### WRITTEN REQUEST 1:
Please rewrite everything in the records from the line containing "of the sign" down to the line containing "[(148, 293), (144, 248), (188, 291)]", including the pin lines. Multiply each point coordinate in the answers by 0.4 and round to whole numbers, with halves rounding up.

### DOCUMENT PASSAGE:
Search code examples
c#roslyn-code-analysislines-of-code

How do I calculate the code-to-comment ratio of a C# project?


Note: I am not asking what the golden code-to-comment ratio is, nor am I attempting to affix a particular ratio to our team. Instead, we would like to improve how well our codebase is documented (we started with a "code should document itself" mentality), which can be accomplished either by removing dead code or by adding comments to live code, and we would like to measure how well we are going about doing that by measuring this ratio multiple times over the course of several months. Also note that I would like to actually measure the amount of comments we have, so something that gets LOC from the generated IL won't work.

How would I go about getting the code-to-comments ratio for a C# project? Would I need to write my own parsing script, or is there something in Roslyn I can leverage? Do any major IDEs carry this functionality directly? As a bonus, can I filter out "punctuation", such as extra whitespace, comment delimiters (// and /* */), and opening/closing curly brackets?

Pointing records
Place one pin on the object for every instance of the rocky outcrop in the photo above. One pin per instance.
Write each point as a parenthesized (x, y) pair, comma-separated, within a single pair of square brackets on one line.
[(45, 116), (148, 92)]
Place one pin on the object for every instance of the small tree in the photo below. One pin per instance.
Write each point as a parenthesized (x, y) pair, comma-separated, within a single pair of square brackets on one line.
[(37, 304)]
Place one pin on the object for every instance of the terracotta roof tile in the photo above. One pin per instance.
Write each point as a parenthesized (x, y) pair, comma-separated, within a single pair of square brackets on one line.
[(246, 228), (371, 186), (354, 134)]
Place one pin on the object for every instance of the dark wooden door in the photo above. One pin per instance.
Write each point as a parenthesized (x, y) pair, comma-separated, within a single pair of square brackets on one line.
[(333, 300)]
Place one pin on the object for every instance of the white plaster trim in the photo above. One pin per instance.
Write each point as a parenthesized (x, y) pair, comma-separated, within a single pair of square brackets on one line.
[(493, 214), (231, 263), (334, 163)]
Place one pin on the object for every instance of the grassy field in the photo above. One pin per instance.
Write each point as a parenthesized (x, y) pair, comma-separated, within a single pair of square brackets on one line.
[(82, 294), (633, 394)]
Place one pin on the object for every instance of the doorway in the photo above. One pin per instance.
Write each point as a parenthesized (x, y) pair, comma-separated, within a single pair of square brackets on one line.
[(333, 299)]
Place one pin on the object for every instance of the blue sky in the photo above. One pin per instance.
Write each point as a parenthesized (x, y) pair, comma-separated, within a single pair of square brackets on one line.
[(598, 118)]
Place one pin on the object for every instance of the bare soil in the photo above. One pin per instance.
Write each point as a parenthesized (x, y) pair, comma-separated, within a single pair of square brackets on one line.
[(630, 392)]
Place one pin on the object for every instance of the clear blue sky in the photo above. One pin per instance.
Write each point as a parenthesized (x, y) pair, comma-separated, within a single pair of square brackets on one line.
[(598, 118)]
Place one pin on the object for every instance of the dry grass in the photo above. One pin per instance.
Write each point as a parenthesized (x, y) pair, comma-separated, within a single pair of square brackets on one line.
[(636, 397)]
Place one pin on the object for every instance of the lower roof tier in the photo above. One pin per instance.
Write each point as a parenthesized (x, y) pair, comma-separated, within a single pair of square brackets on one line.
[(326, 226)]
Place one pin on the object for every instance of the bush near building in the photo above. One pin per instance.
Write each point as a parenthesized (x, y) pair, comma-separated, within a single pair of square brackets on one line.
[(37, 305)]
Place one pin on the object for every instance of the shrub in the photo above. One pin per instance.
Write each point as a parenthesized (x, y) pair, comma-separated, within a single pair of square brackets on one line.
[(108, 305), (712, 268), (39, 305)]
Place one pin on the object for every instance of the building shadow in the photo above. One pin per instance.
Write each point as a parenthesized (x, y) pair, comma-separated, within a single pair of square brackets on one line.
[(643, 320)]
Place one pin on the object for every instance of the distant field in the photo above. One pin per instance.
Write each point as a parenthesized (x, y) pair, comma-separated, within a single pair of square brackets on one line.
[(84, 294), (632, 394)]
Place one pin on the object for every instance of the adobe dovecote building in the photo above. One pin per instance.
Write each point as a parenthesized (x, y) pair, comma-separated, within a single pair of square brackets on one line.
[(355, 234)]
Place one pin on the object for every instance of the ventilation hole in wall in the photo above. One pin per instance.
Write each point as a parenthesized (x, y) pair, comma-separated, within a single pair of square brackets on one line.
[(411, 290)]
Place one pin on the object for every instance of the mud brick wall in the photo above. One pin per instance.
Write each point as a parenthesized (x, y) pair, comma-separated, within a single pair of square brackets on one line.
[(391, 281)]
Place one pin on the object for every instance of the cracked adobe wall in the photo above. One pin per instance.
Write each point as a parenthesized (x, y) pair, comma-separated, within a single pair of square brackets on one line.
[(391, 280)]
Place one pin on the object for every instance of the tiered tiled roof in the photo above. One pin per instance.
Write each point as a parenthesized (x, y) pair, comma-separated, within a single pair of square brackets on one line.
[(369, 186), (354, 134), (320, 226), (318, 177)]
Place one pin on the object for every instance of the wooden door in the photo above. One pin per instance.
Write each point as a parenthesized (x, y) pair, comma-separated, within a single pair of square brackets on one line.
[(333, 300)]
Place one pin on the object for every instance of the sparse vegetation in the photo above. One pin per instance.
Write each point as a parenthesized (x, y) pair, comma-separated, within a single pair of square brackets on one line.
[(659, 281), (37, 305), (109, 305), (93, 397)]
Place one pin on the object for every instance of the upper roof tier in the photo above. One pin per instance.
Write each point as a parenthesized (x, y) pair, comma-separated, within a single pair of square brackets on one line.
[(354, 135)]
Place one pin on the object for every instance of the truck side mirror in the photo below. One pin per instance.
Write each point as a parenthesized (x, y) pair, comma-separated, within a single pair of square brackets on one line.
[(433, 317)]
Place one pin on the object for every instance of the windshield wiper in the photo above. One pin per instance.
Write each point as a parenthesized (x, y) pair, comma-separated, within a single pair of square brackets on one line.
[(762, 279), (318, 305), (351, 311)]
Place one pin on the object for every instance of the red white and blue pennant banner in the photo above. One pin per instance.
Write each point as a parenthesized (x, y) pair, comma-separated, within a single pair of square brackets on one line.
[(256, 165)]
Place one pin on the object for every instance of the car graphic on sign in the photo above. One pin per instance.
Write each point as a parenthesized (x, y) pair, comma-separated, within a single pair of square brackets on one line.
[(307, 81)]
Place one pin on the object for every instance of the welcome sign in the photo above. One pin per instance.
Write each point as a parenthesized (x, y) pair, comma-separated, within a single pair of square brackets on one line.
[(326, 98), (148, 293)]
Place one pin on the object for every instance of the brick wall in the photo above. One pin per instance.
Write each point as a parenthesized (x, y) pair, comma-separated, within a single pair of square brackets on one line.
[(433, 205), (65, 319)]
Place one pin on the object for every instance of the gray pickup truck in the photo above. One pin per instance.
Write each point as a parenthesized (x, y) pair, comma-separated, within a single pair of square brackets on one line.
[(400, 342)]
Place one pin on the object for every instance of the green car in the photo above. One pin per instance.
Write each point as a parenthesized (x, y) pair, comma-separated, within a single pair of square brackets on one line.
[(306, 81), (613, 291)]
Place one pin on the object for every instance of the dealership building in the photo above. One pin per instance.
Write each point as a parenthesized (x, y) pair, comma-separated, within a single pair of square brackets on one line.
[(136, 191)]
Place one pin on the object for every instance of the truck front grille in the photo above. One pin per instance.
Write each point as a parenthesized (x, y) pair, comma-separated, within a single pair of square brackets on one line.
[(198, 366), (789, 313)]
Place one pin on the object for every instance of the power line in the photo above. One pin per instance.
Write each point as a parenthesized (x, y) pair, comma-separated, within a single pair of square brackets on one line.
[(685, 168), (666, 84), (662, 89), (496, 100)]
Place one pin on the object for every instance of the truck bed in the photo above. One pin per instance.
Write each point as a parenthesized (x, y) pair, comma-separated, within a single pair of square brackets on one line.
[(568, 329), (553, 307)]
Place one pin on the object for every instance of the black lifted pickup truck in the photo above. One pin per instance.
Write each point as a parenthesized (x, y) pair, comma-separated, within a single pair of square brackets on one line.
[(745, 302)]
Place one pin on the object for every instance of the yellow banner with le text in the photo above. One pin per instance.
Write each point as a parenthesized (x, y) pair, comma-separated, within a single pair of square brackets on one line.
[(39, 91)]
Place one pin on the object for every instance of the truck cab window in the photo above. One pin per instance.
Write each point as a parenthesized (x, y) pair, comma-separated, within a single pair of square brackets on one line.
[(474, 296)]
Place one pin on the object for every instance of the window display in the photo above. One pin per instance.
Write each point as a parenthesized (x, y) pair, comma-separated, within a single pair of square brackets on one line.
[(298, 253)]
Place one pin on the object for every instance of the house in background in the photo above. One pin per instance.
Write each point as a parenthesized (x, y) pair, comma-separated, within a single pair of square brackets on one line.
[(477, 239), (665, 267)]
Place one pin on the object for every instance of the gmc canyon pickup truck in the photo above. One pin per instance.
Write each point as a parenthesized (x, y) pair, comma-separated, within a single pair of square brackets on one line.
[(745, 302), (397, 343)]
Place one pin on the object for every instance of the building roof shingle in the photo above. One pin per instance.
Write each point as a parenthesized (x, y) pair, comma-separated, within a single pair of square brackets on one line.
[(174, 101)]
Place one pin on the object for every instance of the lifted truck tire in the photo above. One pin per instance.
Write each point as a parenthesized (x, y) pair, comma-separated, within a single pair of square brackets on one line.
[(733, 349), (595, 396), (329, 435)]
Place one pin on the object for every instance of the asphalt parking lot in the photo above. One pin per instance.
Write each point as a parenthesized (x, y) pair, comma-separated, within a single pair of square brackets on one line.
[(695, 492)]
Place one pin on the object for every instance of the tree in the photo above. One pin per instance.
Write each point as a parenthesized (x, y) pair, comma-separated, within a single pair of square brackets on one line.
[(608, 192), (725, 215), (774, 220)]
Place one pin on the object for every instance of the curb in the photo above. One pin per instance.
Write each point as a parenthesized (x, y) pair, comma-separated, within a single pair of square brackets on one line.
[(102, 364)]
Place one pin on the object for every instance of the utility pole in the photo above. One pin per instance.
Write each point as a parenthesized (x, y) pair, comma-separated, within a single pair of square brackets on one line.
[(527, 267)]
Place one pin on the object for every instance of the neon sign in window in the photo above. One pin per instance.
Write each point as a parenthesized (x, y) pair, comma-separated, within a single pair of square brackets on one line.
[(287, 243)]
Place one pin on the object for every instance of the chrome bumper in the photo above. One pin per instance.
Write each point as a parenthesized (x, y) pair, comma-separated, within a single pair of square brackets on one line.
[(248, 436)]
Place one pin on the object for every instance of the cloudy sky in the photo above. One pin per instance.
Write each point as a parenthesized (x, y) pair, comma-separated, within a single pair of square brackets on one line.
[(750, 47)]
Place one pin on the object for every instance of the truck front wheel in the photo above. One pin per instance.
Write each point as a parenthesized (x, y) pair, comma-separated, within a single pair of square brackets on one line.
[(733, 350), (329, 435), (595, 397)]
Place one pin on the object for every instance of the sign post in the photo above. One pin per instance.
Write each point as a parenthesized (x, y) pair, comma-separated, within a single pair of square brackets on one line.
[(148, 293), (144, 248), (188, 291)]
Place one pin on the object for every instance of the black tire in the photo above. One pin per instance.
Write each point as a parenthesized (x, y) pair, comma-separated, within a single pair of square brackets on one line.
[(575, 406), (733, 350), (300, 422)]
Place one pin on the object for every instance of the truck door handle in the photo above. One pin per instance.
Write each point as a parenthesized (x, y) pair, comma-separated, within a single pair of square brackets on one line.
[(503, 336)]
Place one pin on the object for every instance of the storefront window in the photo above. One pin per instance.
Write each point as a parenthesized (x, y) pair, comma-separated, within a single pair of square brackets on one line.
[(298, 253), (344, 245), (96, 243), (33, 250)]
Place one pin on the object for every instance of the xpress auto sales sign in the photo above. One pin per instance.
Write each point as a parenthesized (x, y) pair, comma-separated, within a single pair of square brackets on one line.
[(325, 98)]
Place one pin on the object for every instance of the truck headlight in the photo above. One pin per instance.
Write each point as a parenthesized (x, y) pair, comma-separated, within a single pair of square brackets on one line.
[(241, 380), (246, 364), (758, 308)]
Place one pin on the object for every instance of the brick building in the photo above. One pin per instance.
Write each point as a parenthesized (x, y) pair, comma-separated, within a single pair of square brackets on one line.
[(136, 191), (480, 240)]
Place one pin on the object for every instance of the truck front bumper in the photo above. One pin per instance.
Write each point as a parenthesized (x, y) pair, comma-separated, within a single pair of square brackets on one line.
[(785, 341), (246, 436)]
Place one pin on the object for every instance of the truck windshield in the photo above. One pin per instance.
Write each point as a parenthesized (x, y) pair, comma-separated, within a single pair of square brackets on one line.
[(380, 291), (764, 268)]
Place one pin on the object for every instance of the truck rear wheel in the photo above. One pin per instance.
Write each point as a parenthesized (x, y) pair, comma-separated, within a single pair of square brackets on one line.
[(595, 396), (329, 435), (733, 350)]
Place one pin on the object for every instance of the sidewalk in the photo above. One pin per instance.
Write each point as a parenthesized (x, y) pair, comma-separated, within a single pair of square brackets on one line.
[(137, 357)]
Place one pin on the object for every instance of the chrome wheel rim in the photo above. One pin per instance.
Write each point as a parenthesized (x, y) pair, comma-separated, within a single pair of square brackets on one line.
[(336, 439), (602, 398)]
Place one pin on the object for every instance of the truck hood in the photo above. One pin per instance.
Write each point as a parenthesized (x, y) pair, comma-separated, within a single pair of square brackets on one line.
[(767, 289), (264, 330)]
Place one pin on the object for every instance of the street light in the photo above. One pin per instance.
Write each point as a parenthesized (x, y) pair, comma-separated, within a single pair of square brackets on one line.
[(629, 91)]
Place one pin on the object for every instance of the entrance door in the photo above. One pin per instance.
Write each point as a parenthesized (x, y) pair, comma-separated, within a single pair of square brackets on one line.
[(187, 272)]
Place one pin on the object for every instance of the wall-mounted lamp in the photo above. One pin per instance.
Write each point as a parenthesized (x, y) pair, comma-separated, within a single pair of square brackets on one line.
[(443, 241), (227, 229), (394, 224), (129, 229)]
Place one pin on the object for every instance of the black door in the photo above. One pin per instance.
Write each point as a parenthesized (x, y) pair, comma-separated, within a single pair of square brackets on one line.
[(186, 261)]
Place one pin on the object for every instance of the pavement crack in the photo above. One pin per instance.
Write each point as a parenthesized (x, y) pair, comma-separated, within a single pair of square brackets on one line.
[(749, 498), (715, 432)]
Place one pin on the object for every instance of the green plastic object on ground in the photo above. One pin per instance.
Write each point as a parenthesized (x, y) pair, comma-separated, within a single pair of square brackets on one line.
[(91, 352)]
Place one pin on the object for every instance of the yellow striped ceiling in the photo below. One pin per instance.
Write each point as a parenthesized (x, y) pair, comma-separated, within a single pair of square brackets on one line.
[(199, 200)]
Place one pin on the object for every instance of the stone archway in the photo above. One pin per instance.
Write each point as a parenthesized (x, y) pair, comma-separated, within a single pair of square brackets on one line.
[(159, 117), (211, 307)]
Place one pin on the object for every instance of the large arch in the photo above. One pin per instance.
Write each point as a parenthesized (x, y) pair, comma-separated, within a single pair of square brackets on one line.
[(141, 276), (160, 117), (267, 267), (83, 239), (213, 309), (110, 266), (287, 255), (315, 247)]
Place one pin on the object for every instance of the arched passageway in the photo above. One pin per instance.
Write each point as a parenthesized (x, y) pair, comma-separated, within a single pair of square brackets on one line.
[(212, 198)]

### WRITTEN REQUEST 2:
In the forum thread on the code-to-comment ratio, what mentality did the team start with regarding documentation?

### CORRECT RESPONSE 1:
Place one pin on the object for every instance of the sign post in the photo above. One pin per instance.
Write each point as a parenthesized (x, y) pair, comma-separated, within a single pair of square brackets on one line.
[(59, 117), (58, 99), (75, 116)]

### CORRECT RESPONSE 2:
The team started with a "code should document itself" mentality.